— Begin DATASET CONTENT —

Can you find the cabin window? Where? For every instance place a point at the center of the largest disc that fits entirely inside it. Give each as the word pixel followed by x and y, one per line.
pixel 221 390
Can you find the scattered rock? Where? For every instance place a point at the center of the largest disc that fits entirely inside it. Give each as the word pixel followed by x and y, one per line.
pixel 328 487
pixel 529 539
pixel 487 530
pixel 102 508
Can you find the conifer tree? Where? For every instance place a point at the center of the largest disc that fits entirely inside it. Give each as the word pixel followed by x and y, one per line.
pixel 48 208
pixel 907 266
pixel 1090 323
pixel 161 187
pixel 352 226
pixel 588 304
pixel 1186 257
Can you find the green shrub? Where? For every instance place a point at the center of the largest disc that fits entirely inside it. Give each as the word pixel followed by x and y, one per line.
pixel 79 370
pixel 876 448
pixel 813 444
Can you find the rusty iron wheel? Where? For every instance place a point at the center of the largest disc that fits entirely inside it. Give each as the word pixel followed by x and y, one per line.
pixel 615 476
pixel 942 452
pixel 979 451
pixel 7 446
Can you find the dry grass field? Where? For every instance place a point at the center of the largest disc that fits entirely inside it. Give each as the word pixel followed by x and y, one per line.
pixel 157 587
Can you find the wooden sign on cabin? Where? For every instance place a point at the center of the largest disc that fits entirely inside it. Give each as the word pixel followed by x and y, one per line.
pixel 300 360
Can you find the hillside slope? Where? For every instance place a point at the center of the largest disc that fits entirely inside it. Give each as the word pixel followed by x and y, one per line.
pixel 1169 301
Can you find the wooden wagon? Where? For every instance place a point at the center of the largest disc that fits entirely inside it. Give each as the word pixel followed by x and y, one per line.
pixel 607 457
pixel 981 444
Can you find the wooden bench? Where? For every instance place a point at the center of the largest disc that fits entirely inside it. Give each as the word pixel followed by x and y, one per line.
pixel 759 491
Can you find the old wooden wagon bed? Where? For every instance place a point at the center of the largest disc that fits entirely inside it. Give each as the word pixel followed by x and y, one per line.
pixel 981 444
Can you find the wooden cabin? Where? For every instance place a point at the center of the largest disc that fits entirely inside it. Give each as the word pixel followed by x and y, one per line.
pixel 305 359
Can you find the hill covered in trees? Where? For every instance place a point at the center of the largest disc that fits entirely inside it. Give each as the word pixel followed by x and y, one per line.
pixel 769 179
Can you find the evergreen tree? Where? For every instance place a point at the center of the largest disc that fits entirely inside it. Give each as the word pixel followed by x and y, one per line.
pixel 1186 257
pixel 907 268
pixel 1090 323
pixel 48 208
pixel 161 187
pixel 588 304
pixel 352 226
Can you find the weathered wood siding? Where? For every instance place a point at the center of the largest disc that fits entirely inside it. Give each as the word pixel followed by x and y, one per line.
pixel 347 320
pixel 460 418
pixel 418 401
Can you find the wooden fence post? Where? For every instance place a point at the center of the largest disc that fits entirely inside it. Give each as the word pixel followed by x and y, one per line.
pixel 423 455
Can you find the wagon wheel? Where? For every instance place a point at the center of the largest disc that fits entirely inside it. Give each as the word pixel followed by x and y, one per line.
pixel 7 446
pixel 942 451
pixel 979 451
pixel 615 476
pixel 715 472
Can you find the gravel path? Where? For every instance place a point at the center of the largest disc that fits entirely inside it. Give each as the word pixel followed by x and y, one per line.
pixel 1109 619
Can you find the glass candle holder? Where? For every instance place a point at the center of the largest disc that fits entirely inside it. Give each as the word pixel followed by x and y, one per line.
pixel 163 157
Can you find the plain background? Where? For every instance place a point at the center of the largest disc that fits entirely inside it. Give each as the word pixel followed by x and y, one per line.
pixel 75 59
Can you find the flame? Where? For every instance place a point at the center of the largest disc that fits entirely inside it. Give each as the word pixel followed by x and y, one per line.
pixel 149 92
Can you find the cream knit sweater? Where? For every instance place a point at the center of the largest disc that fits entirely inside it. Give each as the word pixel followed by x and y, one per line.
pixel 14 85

— End DATASET CONTENT —

> _TASK INSTRUCTIONS_
Please set out all of the rows above as a numbered list, leaving out any blank lines.

> _TASK RESPONSE_
1. Can you find the cabin window? Where? For every instance place a point at the center of the largest disc that fits entirely inside it. Give each as the word pixel followed by x and y, one per line.
2. pixel 221 390
3. Can you find the scattered rock? Where? For every instance place a point at the center of the largest disc that fits entirely inside it. Give each as the word pixel followed by x and y, one per line.
4. pixel 328 487
5. pixel 529 539
6. pixel 487 530
7. pixel 102 508
8. Can you find the conifer tree? Where? For every instance place a point at the center of the largest disc that fits entirely inside it. Give each as the word pixel followed by x and y, one per line.
9. pixel 48 208
10. pixel 907 266
11. pixel 1090 323
12. pixel 161 187
13. pixel 352 226
14. pixel 588 304
15. pixel 1186 257
16. Can you find the green shrub? Where? For every instance place a point at the center of the largest disc that fits entirely inside it. Give each as the word pixel followed by x and y, one per line.
17. pixel 79 370
18. pixel 876 448
19. pixel 813 444
20. Can you find the rusty iron wheel? Where? For every instance place a point at the center of the largest disc that fits entirely inside it. Give each as the word pixel followed by x and y, one per line.
21. pixel 615 476
22. pixel 942 452
23. pixel 979 451
24. pixel 7 446
25. Can you find the dry grass field? Where? For every instance place a point at the center of the largest disc that fits entirely inside it. Give each as the word pixel followed by x and y, one per line.
26. pixel 157 587
27. Can you find the wooden sign on cabin? Where? For every instance place a point at the center of the largest disc that fits entirely inside it. Give each as the word pixel followed by x and y, one per line.
28. pixel 300 360
29. Can you find the hillside slope? Where? For every instance place a point at the center of the largest disc that fits entirely inside it. Give each as the word pixel followed by x and y, one per line.
30. pixel 1169 301
31. Can you find the wooden wagon? Where? For every instance place a point at the center of the largest disc that fits entirely inside it. Give each as the word pixel followed by x and y, one per line.
32. pixel 607 457
33. pixel 981 444
34. Can you find the wooden bench? Where? For every instance place a point at the center of the largest disc that fits entirely inside it. Give each as the word pixel followed by x and y, one per line.
35. pixel 759 491
36. Can you find the old wooden wagon bed? Where? For every instance place a point at the center of the largest disc that fits entirely inside it. Give each as the word pixel followed by x and y, one per line.
37. pixel 981 444
38. Can you find the wooden cabin? Where? For every instance place a point at the center of the largest disc that fits entirely inside it. Give each as the word pixel followed by x and y, one per line.
39. pixel 305 359
40. Can you find the hill covered in trees? Where? For every instance place a point at the center of the largest disc that fits entirely inside it. Give each as the word pixel followed by x and y, one per line.
41. pixel 769 179
42. Can you find the evergreen tree? Where? For every instance place a point at the center of the largest disc that fits entirely inside it. Give each as the word pixel followed by x and y, one per line.
43. pixel 1186 257
44. pixel 907 268
45. pixel 1090 323
46. pixel 48 208
47. pixel 161 187
48. pixel 588 304
49. pixel 352 226
50. Can you find the weathered wood siding? Where? For every instance place a point at the center of the largest disc that fits entirely inside it. Give each as the word pixel followed by x and y, one per line.
51. pixel 347 320
52. pixel 460 418
53. pixel 418 401
54. Can you find the wooden fence post? Where? For every instance place a point at the center of the largest disc that fits entirely inside it. Give each as the word pixel followed by x and y, one per line.
55. pixel 423 455
56. Can you find the wagon wheel? Where? For every instance place a point at the center of the largest disc that fits entirely inside it. Give each as the word pixel followed by x and y, one per line.
57. pixel 7 446
58. pixel 942 451
59. pixel 979 451
60. pixel 615 476
61. pixel 715 472
62. Can you find the gravel path? Where? For every instance place a point at the center of the largest disc that fits entirely inside it. Give each as the word pixel followed by x and y, one per line.
63. pixel 1109 619
64. Can you find the glass candle holder? Where? For every instance place a point at the center of the largest disc that fits entirely inside it. Give each as the word pixel followed by x and y, one per line.
65. pixel 163 157
66. Can you find the plain background? Where? For every instance place a point at the center of the largest disc that fits entirely inside it. Give each as the word pixel followed by x and y, one per line.
67. pixel 75 59
68. Can you find the flame? Where? For every instance place a point at the center of the largest disc that fits entirely inside it. Give each as the word pixel followed by x and y, one per line.
69. pixel 149 92
70. Can you find the cream knit sweater? Where? For every instance place a point at the center of the largest disc that fits entirely inside it. Give each as the word pixel followed by x and y, one per line.
71. pixel 14 85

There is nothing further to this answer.